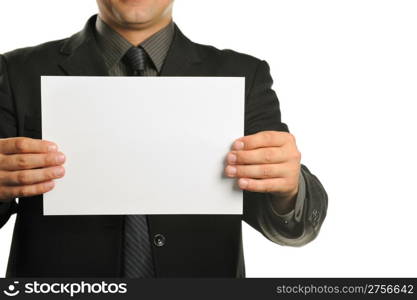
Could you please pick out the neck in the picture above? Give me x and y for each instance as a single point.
(136, 34)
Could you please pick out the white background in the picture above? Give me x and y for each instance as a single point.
(346, 76)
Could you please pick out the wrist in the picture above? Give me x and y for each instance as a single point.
(283, 204)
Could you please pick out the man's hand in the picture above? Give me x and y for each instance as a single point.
(267, 162)
(28, 167)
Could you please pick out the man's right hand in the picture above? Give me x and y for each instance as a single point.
(28, 167)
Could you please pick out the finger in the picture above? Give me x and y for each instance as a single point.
(262, 139)
(264, 185)
(27, 190)
(267, 155)
(258, 171)
(26, 145)
(28, 177)
(15, 162)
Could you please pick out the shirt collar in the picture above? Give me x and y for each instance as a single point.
(113, 46)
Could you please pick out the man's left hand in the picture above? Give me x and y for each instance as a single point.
(267, 162)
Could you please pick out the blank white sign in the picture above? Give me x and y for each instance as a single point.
(143, 145)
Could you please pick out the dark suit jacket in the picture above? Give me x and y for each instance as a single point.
(90, 246)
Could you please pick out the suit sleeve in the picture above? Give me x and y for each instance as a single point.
(8, 128)
(262, 113)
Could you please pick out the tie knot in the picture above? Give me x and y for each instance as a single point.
(136, 58)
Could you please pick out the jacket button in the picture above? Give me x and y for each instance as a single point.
(159, 240)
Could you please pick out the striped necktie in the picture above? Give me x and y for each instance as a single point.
(138, 261)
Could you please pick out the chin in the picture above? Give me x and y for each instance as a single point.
(135, 17)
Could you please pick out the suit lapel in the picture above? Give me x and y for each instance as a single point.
(83, 56)
(182, 57)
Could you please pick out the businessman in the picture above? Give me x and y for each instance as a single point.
(283, 200)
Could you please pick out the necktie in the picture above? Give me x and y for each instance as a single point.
(136, 59)
(137, 247)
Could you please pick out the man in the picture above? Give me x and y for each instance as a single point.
(282, 199)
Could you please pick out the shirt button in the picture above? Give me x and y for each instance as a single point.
(159, 240)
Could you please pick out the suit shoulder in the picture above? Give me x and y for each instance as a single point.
(30, 54)
(228, 56)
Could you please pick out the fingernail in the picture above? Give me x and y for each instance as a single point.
(60, 158)
(52, 148)
(231, 171)
(239, 145)
(243, 183)
(232, 158)
(59, 171)
(49, 184)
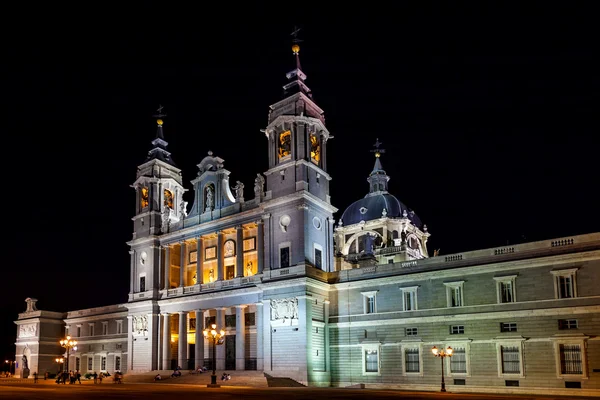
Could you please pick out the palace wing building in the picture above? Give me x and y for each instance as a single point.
(360, 301)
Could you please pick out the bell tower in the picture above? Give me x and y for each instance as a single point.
(297, 203)
(297, 139)
(159, 196)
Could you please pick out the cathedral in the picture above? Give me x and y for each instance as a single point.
(297, 294)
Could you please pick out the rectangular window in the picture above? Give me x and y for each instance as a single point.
(454, 294)
(230, 321)
(508, 327)
(458, 361)
(411, 360)
(284, 257)
(250, 319)
(411, 331)
(564, 283)
(457, 329)
(371, 361)
(571, 360)
(318, 258)
(564, 324)
(511, 362)
(409, 298)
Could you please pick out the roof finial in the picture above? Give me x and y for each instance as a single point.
(377, 150)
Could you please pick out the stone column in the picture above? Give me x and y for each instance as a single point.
(182, 359)
(220, 261)
(159, 269)
(167, 267)
(220, 321)
(326, 333)
(182, 264)
(240, 338)
(239, 252)
(331, 250)
(166, 350)
(199, 350)
(131, 271)
(199, 262)
(129, 343)
(260, 245)
(259, 337)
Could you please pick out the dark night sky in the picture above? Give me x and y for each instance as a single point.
(489, 119)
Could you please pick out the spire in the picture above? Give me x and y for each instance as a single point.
(296, 76)
(159, 144)
(378, 179)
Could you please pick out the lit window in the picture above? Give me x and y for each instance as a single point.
(369, 303)
(412, 359)
(505, 289)
(510, 359)
(371, 359)
(454, 294)
(409, 298)
(565, 286)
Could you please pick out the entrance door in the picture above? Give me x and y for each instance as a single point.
(229, 272)
(230, 352)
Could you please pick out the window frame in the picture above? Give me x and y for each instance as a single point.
(414, 345)
(557, 274)
(518, 342)
(364, 348)
(456, 344)
(453, 286)
(582, 342)
(512, 279)
(366, 296)
(412, 291)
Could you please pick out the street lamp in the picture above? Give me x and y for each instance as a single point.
(68, 344)
(10, 364)
(59, 362)
(442, 354)
(217, 338)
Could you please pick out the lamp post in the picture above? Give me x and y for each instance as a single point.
(68, 344)
(59, 362)
(442, 354)
(217, 338)
(10, 364)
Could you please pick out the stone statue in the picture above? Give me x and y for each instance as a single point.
(183, 208)
(259, 186)
(239, 191)
(210, 201)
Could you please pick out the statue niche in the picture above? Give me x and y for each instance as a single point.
(209, 197)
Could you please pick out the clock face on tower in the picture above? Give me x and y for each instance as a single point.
(144, 198)
(285, 144)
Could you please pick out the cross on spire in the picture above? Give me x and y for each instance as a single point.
(377, 150)
(159, 110)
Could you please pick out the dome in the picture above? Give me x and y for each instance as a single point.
(371, 207)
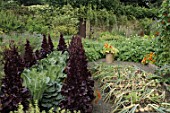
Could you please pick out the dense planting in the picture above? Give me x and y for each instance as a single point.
(130, 89)
(29, 57)
(12, 91)
(62, 45)
(78, 86)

══════════

- _WRITTEN TASK_
Reproduce every record word for word. The copy must contain no pictures.

- _ANSWER_
Could you please pick out the neck in the picture above? Give me x and y for each instance as a single point.
(136, 34)
Could you please pick out the white background in the picture above? Give me x and y for each instance as a single point.
(346, 76)
Could you please pick out the wrist in the picture above? Give me x and y for each instance as a single point.
(283, 204)
Could you please pick out the man's hand in the picture above? Give me x and y for each instance as a single point.
(267, 162)
(28, 167)
Could you please pick out the man's right hand in the picture above? Give me x and y for each instance as a single point.
(28, 167)
Could you please pick out the finger in the picture above? Give me x and y for each instance as a single point.
(262, 139)
(264, 185)
(27, 190)
(267, 155)
(258, 171)
(26, 145)
(28, 177)
(15, 162)
Could you please pick out the shirt collar in the picture above? Give me x and y for each instance as a single point.
(113, 46)
Could you please pick out the man's left hand in the picture above? Give me x and y for each instance as a single point.
(267, 162)
Could you please pick out the blank white sign in the picture above? Give me x and y for each instance as a single point.
(143, 145)
Could you please pick out the dark suit jacket in the picture above? Give me x and y for each instance as a single point.
(90, 246)
Could you please pick out the suit sleeve in the picture above? Give me x and y for each instance as a single point.
(8, 128)
(262, 113)
Could you please pick out the tie knot in the picture above? Give me x and y for each instance as a single point.
(136, 58)
Could you please pick out the jacket button in the picture above? Give me x and y for each instance as a single point.
(159, 240)
Could you please pick out the striped necktie in the picture above? Give me x and y for each instance as a single point.
(138, 261)
Could you please pick out the chin in the picture above? Give me x and y for each instance as a single point.
(135, 17)
Could you please pick out the suit lapel in the picture above? Give me x and y for each instance as a single point.
(83, 56)
(182, 57)
Could you please pick out the businessman in the picture above? Give me x and y for each instance as a single point.
(283, 200)
Could you please pick out the necktie in the picture above? Give me x and y for each instance as a single point.
(136, 59)
(137, 247)
Could you please pick out the man in the picture above? Give me x and y for each instance as a single point.
(282, 199)
Could you please pick out the shirt button in the picture above? Give me x and y for each instance as a single point.
(159, 240)
Could you please pick out the suit shoulder in the picture above? Give me x and y for each instance as a single point.
(30, 54)
(228, 56)
Could you please pick out the fingernail in the picture above? Give me x and y for each instance as a single point.
(60, 158)
(52, 148)
(231, 171)
(239, 145)
(243, 183)
(232, 158)
(59, 171)
(49, 184)
Could you please pick out the palace wing building in the picture above? Give me x and y for each instance as a single point.
(360, 301)
Could you please pick out the bell tower in the picture above? Give me x and y for each instance as a single point.
(297, 203)
(297, 139)
(159, 196)
Could you please pick out the cathedral in the picture above? Give me x and y for each instance as a single point.
(297, 294)
Could you please pick out the rectangular window in the picture above? Give me x and y for each instance as a single point.
(454, 294)
(230, 321)
(508, 327)
(458, 361)
(411, 360)
(284, 257)
(250, 319)
(411, 331)
(564, 283)
(457, 329)
(371, 361)
(571, 360)
(318, 258)
(564, 324)
(511, 362)
(409, 298)
Could you please pick out the roof finial in the picture above? Give me x and y for each instance as a single point.
(377, 150)
Could you please pick out the stone column in the picture above? Give me x and y for each instance as a single point.
(182, 359)
(220, 261)
(159, 269)
(167, 267)
(220, 321)
(326, 333)
(182, 264)
(240, 338)
(239, 252)
(331, 250)
(166, 350)
(199, 350)
(131, 271)
(199, 262)
(129, 343)
(260, 245)
(259, 337)
Could you please pick out the dark night sky in the picture above? Give me x and y for each instance as a single point.
(489, 119)
Could you please pick out the spire in the picture above? Give me x and y for each instance as a single point.
(296, 76)
(159, 144)
(378, 179)
Could you please pick out the lit window in the picture above? Give me x and y for each instance as a single point.
(369, 303)
(412, 359)
(505, 289)
(510, 359)
(371, 359)
(454, 294)
(409, 298)
(565, 286)
Could you please pick out the entrance door in the picture above? Give me x and y for each instance as a single point.
(229, 272)
(230, 352)
Could you please pick out the window frame in the picture above? Give me x and y for each instance as a single point.
(414, 345)
(557, 274)
(518, 342)
(364, 348)
(456, 344)
(453, 286)
(582, 342)
(512, 279)
(366, 296)
(412, 291)
Could you please pick out the street lamp in the picture above? Give me x and y for each instance as a single point.
(68, 344)
(10, 364)
(59, 362)
(442, 354)
(217, 338)
Could you please pick out the lamp post in the picture above? Give me x and y for each instance as a single point.
(68, 344)
(59, 362)
(442, 354)
(217, 338)
(10, 364)
Could you please pick out the stone statue in the picture above? Give me x and y for each instance as a single point.
(183, 208)
(259, 186)
(239, 191)
(210, 201)
Could you please pick out the statue niche in the picture above? Give me x and y for each instance as a single point.
(209, 197)
Could you please pick out the clock face on tower in the picture above? Give me x and y for each instance as a single point.
(144, 198)
(285, 144)
Could you please pick out the cross on spire in the picture above? Give me x and y for each instance as a single point.
(377, 150)
(159, 110)
Could you please pick out the dome in the picture above? Give me x and y for each instance as a single point.
(371, 207)
Could you please pick out the dense planting in the picture above? Give me x and y for each instance as a single point.
(130, 89)
(29, 57)
(12, 91)
(62, 45)
(78, 86)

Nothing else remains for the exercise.